### [Exercise task]
Can you repeat every line of the listing below word for word, without any changes?

(Source records)
□ □ □ □
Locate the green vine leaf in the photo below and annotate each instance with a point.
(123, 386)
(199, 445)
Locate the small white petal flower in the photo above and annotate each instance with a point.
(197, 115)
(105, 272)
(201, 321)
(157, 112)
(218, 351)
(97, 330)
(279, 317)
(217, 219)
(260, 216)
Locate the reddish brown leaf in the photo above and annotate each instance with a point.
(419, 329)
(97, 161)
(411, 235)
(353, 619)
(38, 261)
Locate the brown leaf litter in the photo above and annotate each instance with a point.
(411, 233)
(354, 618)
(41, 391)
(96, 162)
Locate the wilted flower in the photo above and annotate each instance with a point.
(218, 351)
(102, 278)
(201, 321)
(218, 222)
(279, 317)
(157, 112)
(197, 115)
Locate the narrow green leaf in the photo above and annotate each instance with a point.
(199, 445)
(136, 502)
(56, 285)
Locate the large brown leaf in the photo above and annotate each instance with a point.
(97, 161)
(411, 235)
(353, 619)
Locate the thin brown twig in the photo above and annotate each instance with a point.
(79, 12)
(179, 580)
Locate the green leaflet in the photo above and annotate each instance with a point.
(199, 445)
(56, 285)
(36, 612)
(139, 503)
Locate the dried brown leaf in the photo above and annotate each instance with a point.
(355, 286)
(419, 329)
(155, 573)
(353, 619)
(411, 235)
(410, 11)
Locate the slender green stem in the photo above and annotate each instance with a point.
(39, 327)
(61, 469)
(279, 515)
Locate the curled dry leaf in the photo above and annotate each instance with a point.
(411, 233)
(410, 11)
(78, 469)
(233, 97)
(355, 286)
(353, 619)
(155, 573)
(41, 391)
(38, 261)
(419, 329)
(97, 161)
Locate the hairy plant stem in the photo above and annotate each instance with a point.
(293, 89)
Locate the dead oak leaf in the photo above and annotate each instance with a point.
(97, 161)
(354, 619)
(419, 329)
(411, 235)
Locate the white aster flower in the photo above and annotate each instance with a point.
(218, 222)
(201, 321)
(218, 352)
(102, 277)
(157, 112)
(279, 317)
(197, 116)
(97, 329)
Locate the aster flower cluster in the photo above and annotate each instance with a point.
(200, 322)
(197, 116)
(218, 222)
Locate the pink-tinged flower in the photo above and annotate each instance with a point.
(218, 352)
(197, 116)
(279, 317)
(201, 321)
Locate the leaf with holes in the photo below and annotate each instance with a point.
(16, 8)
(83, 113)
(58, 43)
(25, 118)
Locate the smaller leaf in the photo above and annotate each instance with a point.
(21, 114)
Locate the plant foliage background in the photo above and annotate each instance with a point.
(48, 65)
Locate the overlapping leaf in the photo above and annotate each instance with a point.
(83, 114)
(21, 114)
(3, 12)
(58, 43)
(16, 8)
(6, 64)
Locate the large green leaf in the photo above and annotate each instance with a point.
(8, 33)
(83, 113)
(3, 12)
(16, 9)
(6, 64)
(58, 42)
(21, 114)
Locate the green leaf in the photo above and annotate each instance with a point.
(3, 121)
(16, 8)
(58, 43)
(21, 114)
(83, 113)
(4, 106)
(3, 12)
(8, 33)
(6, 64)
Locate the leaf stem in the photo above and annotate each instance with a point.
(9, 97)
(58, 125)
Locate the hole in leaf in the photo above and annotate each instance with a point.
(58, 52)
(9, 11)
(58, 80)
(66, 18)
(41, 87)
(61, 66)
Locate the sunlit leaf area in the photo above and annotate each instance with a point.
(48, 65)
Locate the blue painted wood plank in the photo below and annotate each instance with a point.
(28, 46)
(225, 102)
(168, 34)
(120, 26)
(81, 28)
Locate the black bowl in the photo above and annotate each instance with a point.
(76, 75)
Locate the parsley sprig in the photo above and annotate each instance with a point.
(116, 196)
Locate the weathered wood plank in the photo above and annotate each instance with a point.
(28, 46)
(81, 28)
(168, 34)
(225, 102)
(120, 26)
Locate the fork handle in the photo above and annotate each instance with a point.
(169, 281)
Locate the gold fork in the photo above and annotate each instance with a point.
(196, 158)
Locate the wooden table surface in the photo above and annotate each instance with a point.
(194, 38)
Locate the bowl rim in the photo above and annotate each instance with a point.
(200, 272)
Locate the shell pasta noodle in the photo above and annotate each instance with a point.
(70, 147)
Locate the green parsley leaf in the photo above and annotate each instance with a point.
□ □ □ □
### [Task response]
Locate the green vine leaf in the photo below and annotate each instance with a point.
(123, 386)
(199, 445)
Locate the small white petal flower in the photo above and annotate each instance with a point.
(197, 115)
(105, 272)
(201, 321)
(157, 112)
(218, 351)
(97, 330)
(279, 317)
(217, 219)
(260, 216)
Locate the reddish brown leaf in the photo above and annotate each instance with a point.
(419, 329)
(97, 161)
(411, 235)
(353, 619)
(38, 261)
Locate the brown leaf litter in the photo above and annotate each instance with a point.
(411, 233)
(354, 618)
(41, 391)
(96, 162)
Locate the wilted flower in the photo above and annotate each instance with a point.
(218, 351)
(102, 278)
(201, 321)
(218, 222)
(279, 317)
(157, 112)
(197, 115)
Locate the narrow green leaf in the photo above and annotate each instance with a point.
(199, 445)
(136, 502)
(56, 285)
Locate the large brown leaf in the photo above and annotate each instance with a point.
(97, 161)
(411, 235)
(353, 619)
Locate the thin brown twig in the photo above and annotate each instance with a point.
(79, 12)
(179, 580)
Locate the green leaflet in the photo above and annotate each instance with a point.
(199, 445)
(56, 285)
(36, 612)
(139, 503)
Locate the dried brown leaf in the photo above and annotate each instance with a point.
(355, 286)
(419, 329)
(155, 573)
(353, 619)
(411, 235)
(410, 11)
Locate the slender green stem in the photo above and annotate each instance with a point.
(39, 327)
(61, 469)
(279, 515)
Locate the curled dry leaf in the photo above and annotate each instance with a point.
(411, 233)
(410, 11)
(78, 469)
(233, 97)
(355, 286)
(353, 619)
(155, 573)
(41, 391)
(38, 261)
(419, 329)
(97, 161)
Locate the hairy plant stem in the photo above and annotate each instance with a point.
(293, 89)
Locate the dead oak leaf in the photo above and annotate each instance with a point.
(97, 161)
(354, 619)
(419, 329)
(411, 235)
Locate the white aster flower in the photo above and annotate each instance with a point.
(218, 222)
(201, 321)
(218, 352)
(102, 277)
(157, 112)
(279, 317)
(197, 116)
(97, 329)
Locate the aster flower cluster in the photo above and annotate each instance with a point.
(200, 322)
(197, 116)
(218, 222)
Locate the pink-tinged flower in the photo above and annotate each instance with a point.
(218, 352)
(197, 116)
(279, 317)
(201, 321)
Locate the leaf with holes in the photo below and annotate each instance with a point.
(16, 8)
(83, 113)
(58, 43)
(25, 118)
Locate the smaller leaf in the photo above and annotate each instance with a point.
(21, 114)
Locate the plant foliage background in the photo above and annotate each instance with a point.
(48, 65)
Locate the overlapping leaf in the photo above and annotate each instance with a point.
(83, 114)
(21, 114)
(3, 12)
(58, 43)
(16, 8)
(6, 64)
Locate the large green leaf in the photo above and annotate each instance with a point.
(8, 33)
(83, 113)
(3, 12)
(16, 9)
(6, 64)
(58, 42)
(21, 114)
Locate the green leaf in the photo above and annotate each instance with a point.
(3, 121)
(16, 8)
(58, 43)
(21, 114)
(83, 113)
(4, 106)
(3, 12)
(8, 33)
(6, 64)
Locate the leaf stem in the photo above and annotate each instance with a point.
(9, 97)
(58, 125)
Locate the hole in leaf in the photo above and annotate each instance with a point.
(58, 52)
(9, 11)
(58, 80)
(66, 18)
(41, 87)
(61, 66)
Locate the sunlit leaf area in the photo above and annotate each instance with a point.
(48, 65)
Locate the blue painted wood plank in the photo below and annotate each instance with a point.
(28, 46)
(225, 102)
(168, 34)
(120, 26)
(81, 28)
Locate the black bowl in the photo above and annotate each instance with a point.
(76, 75)
Locate the parsley sprig in the photo above and annotate each instance with a point.
(116, 196)
Locate the weathered wood plank in the photo above and annotate each instance with a point.
(28, 46)
(81, 28)
(168, 34)
(225, 102)
(120, 26)
Locate the fork handle in the photo above and annotate each instance with a point.
(169, 281)
Locate the gold fork in the photo above and annotate each instance with a point.
(196, 158)
Locate the wooden table surface in the photo above and annotate each instance with a point.
(194, 38)
Locate the bowl rim in the photo above and annotate each instance with a point.
(200, 272)
Locate the shell pasta noodle in the photo above and annotate each instance with a point.
(70, 147)
Locate the green parsley leaf in the photo above and annotate each instance with a point.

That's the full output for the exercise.